■ Problem to work on ■
Say whether each statement agrees with the article on government terrorism preparedness advice, answering yes or no and quoting the deciding words: (a) FEMA publishes a preparedness guide with special preparations for terrorist attacks; (b) masks rated N95 stop 95 percent of particles over 3 microns in diameter; (c) Frist's book recommends buying N95 masks for each family member.

##### Text for analysis #####

Nearly all government advice on terrorism sacrifices practical 
particulars for an unalarming tone. The usual guidance is to 
maintain a three-day supply of food and water along with a radio, 
flashlight, batteries and first-aid kit.

The FEMA-produced materials do not mention whether, why or when to 
evacuate, and they do not advise the public to keep plastic sheeting 
and duct tape available to prepare a "safe room" if directed by 
authorities. Federal research on chemical weapons found life-saving 
benefits in "simple taping and sealing," which cuts exposure to 
outdoor agents by a factor of 10.

There is also no published government advice for self-protection in 
the event of a nuclear blast or the detonation of a "dirty bomb," 
which might scatter radioactive debris. In the immediate vicinity of 
an atomic blast, there would be few, if any, survivors, but for 
people farther away or downwind of a dirty bomb, there are available 
steps. Jane Orient, president of Doctors for Disaster Preparedness, 
said a rule could be offered in a dozen words: "You need to have 
mass between yourself and the source of radiation."

Shane said FEMA avoids discussion of specific threats because 
"whether the cause is an earthquake or a terrorist attack, if the 
building falls, the consequence is the same."

Still, FEMA prints and promotes many specialized preparedness 
publications -- for earthquake, fire, flood, heat wave, hurricane, 
landslide, severe thunderstorm, tornado, tsunami, volcano, wildfire 
and winter storm. It has none with special preparations for the 
circumstances of a terrorist attack.

Ridge said FEMA, once it is absorbed into Bush's proposed Department 
of Homeland Security, would be "a natural agency to give more 
specific [advice] to prepare for a more specific terrorist event. 
They're not there yet."
Breathing Lessons


No government agency recommends that people buy respiratory filters 
in anticipation of an emergency. Yet a 324-page study at the Oak 
Ridge lab, evaluating more than 1,000 scenarios for evacuation, 
shelter and respiratory protection, found that inexpensive filter 
masks "may be used to significantly reduce exposure" to chemical 
warfare agents and some biological threats, including anthrax.

There are many threats against which the filters are useless, 
including biological weapons absorbed through the skin. But the 
study said masks rated "N95," which stop 95 percent of particles 
over 3 microns in diameter, were valuable against inhaled agents, 
although improper fit can make them less so. One kind, manufactured 
by 3M, resembles an oversized surgeon's mask and is available for 
less than $1.50 each.

Sen. Bill Frist (R-Tenn.), a physician and public health expert, has 
issued detailed instructions for building a safe room. His book, 
"When Every Moment Counts," recommends that readers buy N95 masks 
for each family member. Frist said it would take "eight months to a 
year" for the executive branch to make up its mind on the masks, and 
that a similar recommendation from Bush or Ridge might be more 
alarming to the public.

##### Extracted entries #####

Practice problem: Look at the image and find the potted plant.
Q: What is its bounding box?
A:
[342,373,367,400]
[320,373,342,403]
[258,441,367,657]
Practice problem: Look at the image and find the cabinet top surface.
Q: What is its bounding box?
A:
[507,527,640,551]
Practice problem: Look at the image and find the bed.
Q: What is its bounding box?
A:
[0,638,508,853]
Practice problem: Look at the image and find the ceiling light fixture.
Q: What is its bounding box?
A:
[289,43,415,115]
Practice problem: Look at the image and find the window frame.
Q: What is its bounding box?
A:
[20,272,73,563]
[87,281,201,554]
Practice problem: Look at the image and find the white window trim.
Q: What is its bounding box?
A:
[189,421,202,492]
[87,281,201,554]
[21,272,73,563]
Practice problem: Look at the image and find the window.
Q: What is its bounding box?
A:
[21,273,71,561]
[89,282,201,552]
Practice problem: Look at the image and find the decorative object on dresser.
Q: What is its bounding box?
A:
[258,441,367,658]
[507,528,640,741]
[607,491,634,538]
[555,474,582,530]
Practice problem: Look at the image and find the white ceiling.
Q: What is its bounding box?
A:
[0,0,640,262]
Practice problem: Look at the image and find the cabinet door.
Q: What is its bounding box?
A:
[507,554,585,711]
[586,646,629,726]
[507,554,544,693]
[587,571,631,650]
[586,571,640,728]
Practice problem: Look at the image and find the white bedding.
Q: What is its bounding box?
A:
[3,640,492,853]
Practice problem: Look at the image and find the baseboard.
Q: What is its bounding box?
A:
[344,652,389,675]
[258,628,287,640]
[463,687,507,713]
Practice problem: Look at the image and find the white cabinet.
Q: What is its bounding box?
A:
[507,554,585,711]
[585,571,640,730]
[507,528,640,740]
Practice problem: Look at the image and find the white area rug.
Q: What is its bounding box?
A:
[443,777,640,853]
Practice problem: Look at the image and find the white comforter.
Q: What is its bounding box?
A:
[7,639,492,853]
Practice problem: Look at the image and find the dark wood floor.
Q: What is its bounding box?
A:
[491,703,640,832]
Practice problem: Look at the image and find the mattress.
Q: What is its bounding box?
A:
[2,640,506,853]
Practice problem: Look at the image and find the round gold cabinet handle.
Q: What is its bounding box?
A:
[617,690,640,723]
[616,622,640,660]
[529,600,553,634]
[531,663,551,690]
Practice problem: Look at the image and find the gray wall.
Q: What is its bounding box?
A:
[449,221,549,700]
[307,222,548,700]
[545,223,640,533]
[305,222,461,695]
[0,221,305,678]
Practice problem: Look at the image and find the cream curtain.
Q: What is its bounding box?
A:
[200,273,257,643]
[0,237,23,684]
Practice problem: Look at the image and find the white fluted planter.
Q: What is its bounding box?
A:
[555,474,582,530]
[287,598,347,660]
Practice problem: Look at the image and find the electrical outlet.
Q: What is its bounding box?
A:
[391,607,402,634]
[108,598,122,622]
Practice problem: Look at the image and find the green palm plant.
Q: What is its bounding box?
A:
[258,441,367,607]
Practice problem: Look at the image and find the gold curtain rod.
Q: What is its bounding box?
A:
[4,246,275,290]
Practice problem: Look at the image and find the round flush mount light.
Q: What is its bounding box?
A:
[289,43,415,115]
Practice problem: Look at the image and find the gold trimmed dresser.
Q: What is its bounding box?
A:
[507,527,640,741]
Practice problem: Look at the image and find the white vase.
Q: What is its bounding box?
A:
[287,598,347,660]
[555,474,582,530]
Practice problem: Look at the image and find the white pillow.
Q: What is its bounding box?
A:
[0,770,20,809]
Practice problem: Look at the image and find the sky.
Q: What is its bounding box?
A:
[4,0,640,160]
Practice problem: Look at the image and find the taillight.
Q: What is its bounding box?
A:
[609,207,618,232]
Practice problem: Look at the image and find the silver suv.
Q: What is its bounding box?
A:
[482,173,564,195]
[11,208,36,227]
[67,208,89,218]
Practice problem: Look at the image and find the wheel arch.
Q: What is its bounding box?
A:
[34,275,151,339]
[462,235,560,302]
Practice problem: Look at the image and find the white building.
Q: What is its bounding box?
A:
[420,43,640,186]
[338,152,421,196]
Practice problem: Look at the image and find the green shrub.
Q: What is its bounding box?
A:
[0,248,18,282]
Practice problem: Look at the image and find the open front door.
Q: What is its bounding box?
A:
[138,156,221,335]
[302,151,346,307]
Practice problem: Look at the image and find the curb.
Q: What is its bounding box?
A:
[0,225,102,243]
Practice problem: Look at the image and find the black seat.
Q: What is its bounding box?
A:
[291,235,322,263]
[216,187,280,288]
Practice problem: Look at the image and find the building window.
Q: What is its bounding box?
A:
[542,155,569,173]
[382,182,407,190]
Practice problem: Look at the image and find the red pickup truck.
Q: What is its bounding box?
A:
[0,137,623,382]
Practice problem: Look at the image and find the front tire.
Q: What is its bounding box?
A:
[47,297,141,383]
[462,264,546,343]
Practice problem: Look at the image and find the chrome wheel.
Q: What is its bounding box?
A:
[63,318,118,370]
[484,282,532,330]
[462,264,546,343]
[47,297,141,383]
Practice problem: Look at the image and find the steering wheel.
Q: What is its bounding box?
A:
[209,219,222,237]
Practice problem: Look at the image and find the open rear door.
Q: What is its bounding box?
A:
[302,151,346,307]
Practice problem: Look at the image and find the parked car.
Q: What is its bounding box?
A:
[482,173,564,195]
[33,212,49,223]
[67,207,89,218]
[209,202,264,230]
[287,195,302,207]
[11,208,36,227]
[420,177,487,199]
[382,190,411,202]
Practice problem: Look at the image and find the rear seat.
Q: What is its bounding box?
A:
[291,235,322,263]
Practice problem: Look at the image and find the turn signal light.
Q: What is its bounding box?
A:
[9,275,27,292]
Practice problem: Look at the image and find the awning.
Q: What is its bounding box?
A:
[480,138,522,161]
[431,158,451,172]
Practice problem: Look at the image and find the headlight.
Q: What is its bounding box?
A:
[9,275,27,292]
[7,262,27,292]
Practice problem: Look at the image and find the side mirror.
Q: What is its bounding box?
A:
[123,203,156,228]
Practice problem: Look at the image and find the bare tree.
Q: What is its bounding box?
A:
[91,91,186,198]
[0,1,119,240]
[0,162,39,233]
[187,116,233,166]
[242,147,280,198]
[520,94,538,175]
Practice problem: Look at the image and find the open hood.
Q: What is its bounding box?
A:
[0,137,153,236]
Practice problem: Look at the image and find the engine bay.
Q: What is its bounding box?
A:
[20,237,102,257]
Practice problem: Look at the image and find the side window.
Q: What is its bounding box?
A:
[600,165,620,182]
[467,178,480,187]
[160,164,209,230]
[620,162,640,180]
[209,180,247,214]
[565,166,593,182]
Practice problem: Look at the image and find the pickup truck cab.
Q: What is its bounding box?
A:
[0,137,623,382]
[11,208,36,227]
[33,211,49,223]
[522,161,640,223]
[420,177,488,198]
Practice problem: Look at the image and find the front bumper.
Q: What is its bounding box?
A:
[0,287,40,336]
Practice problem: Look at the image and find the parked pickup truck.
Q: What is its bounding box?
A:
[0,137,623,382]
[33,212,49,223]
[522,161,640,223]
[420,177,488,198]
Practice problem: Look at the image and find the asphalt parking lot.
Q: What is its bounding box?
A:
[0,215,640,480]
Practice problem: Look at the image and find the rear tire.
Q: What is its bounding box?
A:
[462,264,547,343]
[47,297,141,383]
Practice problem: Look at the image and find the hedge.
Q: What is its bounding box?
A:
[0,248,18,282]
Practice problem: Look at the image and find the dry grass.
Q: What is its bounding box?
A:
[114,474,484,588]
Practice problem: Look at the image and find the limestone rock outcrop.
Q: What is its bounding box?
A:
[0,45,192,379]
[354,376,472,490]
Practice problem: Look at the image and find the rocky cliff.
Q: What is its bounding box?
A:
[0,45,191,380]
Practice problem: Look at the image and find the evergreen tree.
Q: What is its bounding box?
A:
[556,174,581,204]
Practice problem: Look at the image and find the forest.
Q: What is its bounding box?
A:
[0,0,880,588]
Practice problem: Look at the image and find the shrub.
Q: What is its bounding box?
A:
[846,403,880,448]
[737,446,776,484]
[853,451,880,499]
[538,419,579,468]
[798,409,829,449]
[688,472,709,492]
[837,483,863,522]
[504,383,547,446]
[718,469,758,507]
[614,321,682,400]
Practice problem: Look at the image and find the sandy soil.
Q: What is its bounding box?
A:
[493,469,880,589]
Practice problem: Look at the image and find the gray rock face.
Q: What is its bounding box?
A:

#####

■ Answer section ■
(a) No: "It has none with special preparations for the circumstances of a terrorist attack."
(b) Yes: "which stop 95 percent of particles over 3 microns in diameter"
(c) Yes: "recommends that readers buy N95 masks for each family member"